SET EXERCISE: Find each line in the records below that contains the word "shirt", and copy those lines in full.

INFORMATION GIVEN:
______
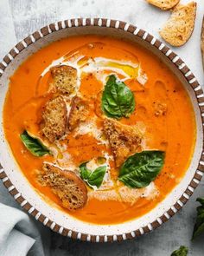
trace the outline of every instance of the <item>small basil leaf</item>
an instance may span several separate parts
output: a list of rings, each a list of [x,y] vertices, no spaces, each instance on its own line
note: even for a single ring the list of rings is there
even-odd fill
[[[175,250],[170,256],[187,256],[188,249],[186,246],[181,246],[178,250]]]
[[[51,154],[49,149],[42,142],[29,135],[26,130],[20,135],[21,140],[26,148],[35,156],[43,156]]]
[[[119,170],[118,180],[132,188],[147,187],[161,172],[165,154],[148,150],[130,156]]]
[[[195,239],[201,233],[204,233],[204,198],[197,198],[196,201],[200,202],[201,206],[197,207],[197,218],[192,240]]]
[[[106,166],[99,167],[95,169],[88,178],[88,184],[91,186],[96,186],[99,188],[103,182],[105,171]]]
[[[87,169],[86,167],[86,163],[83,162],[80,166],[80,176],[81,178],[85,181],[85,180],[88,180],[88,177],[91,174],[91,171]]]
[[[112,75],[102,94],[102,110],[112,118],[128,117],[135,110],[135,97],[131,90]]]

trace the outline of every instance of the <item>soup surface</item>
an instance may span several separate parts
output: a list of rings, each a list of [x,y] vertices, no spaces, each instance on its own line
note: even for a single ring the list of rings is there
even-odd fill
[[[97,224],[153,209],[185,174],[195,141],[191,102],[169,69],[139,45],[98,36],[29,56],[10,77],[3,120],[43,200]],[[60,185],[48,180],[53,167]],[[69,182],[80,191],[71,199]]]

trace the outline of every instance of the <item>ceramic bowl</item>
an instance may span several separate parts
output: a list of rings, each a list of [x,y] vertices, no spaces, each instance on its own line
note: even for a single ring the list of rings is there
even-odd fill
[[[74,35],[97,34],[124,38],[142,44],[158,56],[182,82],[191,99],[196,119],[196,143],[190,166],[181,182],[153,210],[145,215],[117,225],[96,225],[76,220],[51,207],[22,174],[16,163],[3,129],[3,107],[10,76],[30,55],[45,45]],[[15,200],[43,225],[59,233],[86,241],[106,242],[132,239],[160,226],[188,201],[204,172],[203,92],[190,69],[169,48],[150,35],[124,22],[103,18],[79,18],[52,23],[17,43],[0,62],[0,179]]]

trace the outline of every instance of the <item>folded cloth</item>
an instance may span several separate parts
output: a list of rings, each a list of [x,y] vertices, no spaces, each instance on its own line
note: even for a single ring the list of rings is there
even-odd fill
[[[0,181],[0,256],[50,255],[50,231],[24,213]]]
______
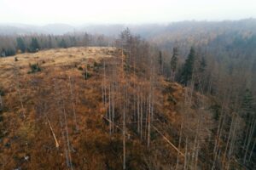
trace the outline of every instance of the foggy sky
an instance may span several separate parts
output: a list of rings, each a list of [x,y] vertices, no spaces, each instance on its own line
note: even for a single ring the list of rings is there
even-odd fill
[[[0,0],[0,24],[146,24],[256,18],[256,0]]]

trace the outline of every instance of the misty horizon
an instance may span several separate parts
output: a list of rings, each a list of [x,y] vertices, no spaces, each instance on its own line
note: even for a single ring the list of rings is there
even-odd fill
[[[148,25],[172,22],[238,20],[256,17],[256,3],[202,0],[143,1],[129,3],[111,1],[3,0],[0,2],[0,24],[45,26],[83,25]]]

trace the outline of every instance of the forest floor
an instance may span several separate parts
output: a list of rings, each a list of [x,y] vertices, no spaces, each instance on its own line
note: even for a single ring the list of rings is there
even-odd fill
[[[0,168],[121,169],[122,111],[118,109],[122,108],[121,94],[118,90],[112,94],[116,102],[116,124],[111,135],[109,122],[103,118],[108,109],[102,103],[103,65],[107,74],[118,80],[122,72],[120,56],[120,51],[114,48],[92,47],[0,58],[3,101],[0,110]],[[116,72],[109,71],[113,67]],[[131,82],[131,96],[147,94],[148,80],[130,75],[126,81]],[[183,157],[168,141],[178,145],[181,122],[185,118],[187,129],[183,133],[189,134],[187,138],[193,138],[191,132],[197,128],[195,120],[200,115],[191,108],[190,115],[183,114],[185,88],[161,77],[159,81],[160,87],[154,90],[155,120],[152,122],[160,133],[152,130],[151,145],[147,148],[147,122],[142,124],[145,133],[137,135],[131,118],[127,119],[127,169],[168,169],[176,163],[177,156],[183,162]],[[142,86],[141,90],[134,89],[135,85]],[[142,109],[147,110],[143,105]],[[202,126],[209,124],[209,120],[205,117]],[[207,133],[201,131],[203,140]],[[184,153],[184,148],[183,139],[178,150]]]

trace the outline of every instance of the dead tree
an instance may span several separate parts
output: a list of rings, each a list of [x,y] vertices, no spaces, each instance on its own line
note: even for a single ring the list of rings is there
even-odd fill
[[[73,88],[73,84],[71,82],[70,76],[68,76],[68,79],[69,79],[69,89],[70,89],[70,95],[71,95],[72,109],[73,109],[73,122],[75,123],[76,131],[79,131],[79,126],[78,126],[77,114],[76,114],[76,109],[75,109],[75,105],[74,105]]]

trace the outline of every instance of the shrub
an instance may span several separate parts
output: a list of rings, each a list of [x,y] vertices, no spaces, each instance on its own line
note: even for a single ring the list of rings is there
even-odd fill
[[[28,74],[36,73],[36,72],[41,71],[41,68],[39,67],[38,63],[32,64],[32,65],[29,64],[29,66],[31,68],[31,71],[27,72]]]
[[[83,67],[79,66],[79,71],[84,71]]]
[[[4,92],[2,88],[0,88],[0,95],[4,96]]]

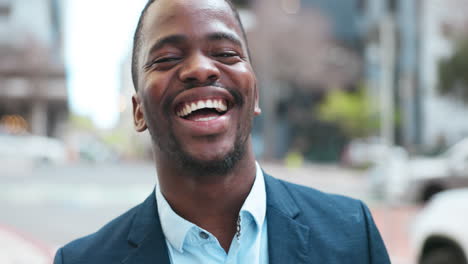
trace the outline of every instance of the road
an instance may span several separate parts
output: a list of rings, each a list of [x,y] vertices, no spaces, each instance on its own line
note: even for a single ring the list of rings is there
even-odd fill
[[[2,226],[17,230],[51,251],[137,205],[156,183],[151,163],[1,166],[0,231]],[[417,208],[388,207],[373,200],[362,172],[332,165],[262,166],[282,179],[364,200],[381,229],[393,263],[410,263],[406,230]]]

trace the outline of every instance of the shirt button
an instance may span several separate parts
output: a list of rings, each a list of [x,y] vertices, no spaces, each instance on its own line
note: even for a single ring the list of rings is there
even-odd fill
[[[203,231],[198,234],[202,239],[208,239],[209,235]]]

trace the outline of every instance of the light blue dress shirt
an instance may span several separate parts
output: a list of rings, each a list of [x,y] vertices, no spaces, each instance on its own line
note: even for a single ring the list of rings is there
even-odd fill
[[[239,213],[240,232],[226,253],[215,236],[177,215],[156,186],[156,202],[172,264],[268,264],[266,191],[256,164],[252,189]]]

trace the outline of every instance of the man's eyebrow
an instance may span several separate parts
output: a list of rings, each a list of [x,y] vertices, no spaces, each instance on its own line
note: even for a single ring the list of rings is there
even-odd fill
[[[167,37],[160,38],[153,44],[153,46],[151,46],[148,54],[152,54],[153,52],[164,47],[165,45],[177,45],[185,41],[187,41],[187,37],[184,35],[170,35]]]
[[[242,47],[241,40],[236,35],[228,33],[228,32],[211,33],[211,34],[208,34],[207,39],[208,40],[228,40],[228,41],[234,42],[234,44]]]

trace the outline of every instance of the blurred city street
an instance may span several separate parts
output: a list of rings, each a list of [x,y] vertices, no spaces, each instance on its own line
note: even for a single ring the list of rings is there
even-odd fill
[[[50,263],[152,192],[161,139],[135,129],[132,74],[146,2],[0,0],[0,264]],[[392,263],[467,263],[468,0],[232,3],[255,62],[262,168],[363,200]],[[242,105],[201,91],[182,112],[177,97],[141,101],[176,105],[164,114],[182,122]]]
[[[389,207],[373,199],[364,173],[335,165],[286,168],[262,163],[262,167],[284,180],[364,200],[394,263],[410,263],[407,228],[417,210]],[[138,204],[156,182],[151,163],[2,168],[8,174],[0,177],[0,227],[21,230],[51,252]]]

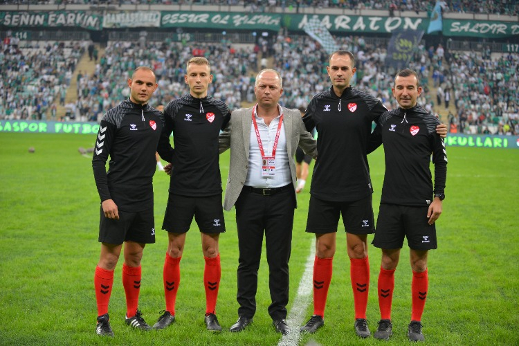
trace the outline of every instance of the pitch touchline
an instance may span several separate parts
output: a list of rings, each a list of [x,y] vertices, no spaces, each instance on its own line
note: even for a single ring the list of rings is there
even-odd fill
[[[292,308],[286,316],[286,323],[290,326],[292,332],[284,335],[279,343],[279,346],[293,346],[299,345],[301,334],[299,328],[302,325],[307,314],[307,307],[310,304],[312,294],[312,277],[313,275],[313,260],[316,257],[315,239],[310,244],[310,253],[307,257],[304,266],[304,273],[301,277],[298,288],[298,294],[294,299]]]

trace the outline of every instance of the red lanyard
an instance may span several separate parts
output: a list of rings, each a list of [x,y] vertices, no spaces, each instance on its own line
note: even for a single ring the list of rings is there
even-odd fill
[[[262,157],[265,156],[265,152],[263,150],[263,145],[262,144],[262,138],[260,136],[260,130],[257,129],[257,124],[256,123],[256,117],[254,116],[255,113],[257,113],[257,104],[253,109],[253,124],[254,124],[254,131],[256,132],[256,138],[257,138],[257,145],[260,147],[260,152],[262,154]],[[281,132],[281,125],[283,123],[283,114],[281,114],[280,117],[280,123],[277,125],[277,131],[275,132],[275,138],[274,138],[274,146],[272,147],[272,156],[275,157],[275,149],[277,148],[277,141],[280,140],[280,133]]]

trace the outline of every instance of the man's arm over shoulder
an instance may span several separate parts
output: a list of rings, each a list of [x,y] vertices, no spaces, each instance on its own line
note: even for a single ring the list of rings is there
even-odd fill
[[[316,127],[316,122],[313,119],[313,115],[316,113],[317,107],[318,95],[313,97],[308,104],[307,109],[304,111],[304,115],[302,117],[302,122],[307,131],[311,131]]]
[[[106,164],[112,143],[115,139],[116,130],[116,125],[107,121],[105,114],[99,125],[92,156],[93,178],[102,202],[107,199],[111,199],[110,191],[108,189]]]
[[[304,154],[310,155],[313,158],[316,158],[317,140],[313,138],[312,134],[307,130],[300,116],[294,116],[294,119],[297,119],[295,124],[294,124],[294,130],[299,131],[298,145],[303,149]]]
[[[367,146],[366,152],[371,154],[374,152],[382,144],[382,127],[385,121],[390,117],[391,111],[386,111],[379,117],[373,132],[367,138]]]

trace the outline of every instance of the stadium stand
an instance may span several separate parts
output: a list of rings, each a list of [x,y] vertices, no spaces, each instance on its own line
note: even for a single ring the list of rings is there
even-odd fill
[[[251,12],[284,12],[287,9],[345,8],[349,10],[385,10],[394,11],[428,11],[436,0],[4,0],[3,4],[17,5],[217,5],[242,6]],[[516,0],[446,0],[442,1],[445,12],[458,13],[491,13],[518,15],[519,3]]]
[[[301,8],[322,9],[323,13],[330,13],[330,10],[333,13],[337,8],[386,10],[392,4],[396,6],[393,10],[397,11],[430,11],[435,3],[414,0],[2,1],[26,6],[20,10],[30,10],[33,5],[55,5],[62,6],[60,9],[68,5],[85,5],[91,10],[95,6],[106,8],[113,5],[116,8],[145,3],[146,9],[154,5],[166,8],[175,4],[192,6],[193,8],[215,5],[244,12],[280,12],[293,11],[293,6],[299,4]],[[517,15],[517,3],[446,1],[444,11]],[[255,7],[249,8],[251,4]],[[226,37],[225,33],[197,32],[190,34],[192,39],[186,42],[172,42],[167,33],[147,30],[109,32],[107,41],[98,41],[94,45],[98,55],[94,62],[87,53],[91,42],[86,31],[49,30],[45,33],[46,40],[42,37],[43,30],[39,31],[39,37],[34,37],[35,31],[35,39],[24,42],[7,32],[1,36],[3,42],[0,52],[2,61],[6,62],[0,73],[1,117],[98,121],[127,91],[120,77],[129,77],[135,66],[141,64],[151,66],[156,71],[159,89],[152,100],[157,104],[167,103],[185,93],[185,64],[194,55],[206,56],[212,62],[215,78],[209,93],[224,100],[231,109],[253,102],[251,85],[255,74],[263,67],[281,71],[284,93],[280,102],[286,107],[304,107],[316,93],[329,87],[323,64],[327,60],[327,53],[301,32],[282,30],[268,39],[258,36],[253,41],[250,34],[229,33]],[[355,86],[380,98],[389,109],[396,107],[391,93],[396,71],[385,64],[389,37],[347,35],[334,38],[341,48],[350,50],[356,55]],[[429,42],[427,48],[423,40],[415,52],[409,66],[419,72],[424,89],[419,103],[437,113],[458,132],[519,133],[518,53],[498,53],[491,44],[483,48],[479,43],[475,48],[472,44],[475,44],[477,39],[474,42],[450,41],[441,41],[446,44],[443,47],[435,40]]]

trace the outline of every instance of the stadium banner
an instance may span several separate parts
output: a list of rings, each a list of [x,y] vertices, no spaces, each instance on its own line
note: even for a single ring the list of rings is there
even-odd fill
______
SOLUTION:
trace the outline of every instance of the shirt button
trace the outline of every instance of the light blue dress shirt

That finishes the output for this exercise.